• _GIVEN ENTRIES_:
+ + + +
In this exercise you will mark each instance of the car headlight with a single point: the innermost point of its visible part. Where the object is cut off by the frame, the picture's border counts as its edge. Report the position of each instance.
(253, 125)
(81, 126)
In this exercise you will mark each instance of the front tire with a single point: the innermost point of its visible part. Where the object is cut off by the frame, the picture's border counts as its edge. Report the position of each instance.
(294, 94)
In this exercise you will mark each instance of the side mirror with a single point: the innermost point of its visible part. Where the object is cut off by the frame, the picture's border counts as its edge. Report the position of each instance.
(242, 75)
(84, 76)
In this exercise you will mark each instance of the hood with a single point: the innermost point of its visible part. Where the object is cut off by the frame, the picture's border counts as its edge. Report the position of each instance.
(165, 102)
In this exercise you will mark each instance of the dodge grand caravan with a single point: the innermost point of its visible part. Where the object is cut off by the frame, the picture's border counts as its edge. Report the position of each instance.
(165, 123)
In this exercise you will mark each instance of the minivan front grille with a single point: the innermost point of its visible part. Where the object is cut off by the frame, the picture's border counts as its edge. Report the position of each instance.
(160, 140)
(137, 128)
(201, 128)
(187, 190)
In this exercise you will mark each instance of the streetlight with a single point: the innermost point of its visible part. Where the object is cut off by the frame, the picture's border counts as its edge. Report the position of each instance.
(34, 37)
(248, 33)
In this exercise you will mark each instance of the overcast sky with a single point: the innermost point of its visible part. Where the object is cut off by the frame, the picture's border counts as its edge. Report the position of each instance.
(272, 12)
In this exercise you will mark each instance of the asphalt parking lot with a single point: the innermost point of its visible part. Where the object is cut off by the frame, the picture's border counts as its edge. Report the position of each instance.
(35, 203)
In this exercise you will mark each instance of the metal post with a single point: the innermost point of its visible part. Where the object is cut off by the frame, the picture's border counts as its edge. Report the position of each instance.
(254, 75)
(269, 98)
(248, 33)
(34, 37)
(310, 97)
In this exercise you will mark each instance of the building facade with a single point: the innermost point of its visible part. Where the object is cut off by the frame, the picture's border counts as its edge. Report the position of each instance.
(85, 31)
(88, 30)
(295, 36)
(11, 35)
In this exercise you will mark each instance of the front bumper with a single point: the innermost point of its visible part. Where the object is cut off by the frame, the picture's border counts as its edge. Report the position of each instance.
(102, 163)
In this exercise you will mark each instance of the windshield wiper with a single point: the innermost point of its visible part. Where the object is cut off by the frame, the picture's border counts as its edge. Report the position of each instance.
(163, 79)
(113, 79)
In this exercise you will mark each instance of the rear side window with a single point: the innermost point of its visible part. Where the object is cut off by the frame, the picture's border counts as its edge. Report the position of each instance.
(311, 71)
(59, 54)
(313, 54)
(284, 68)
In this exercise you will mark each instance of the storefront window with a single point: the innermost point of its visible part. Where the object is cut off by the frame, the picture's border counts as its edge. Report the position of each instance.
+ + + +
• _WHAT THE TASK ASKS_: All the records are to be transcribed exactly, with no line missing.

• _SOLVED PROBLEM_:
In this exercise you will mark each instance of the car headlight with a single point: the innermost point of its visible part. Where the object is cut off by the frame, the picture's border counts as its edge. Report the position of each instance.
(253, 125)
(81, 126)
In this exercise you will mark each instance of the front tire with a single point: the innermost point of its visible part. Where the object is cut off by the frame, the picture's border counts as its edge. Report the position of each instance.
(294, 94)
In this exercise you will mark each instance of the side mirror with a single point: the innermost point of its visible part. Where the object is cut off by the frame, the picture's border counts as its edge. Report the position of each instance.
(242, 75)
(84, 76)
In this exercise you will mark each instance of the hood with a single point: the innermost point of its visible part. Where the object is cut off by the frame, the picture's border counts as its edge. Report the position of each instance.
(165, 102)
In this exercise you will mark each instance of the dodge grand caravan with a single point: the innermost point of its visible part. Where the object is cut off by the frame, the picture's border counts as its edge. Report the position of each instance.
(165, 123)
In this exercise you will mark each instance of the minivan front grille with a single point: the innermost point of its visible part. Where the object is cut off by the frame, the picture's border counts as its edge. Report the position of each instance.
(160, 140)
(137, 128)
(201, 128)
(187, 190)
In this exercise you will mark each instance of the streetlight with a single point: the innermost point of its visible part. Where the object is cut off by the frame, the picture's border counts as its edge. Report the position of each instance.
(34, 37)
(248, 33)
In this exercise you will mark each instance of the overcast sky with a single point: the innermost point of its visible part. Where the object is cut off by the frame, the picture's border counts as its edge. Report the position of each instance.
(272, 12)
In this exercise you will mark each instance of the asphalt parking lot with a single point: the innermost point of its visible part. Where the object is cut off by the frame, the picture's border counts as its edge. Report the position of each instance.
(35, 203)
In this exercise you will mark each instance of the metal post with a single point: the innermost point of its visible part. Where the object is cut off by the frame, the picture's border counts as its edge. Report the position of each instance.
(254, 75)
(269, 98)
(248, 33)
(34, 37)
(310, 97)
In this exercise you will mark each instance of the building facade with a single point: the innermost point of its visible part. Where the object is cut off by the frame, the picture's border counts as its edge. Report the position of each instance.
(85, 31)
(88, 30)
(295, 36)
(11, 35)
In this exercise you will mark each instance of the front bumper with a single point: the innermost point of its visible part. Where the object is cut off by the frame, the picture's border counts as its edge. Report the position of each instance.
(102, 163)
In this exercise you will mark each instance of the windshield wiper with a single point: the innermost point of its visible part. Where the object is cut off by the frame, the picture's border counts as its edge. Report the position of each instance.
(163, 79)
(113, 79)
In this exercise you will mark each instance of the rear side window with a single point: the innermost point of its visible part. Where the object is cut off by the frame, the picture's border counts as its edge. Report the position of each instance.
(311, 71)
(59, 54)
(313, 54)
(284, 68)
In this exercise you will mark each instance of the storefront window with a single point: the innermost point of its visible part. Where the object is cut off by the frame, the picture's border counts as its edge. Report the position of each instance.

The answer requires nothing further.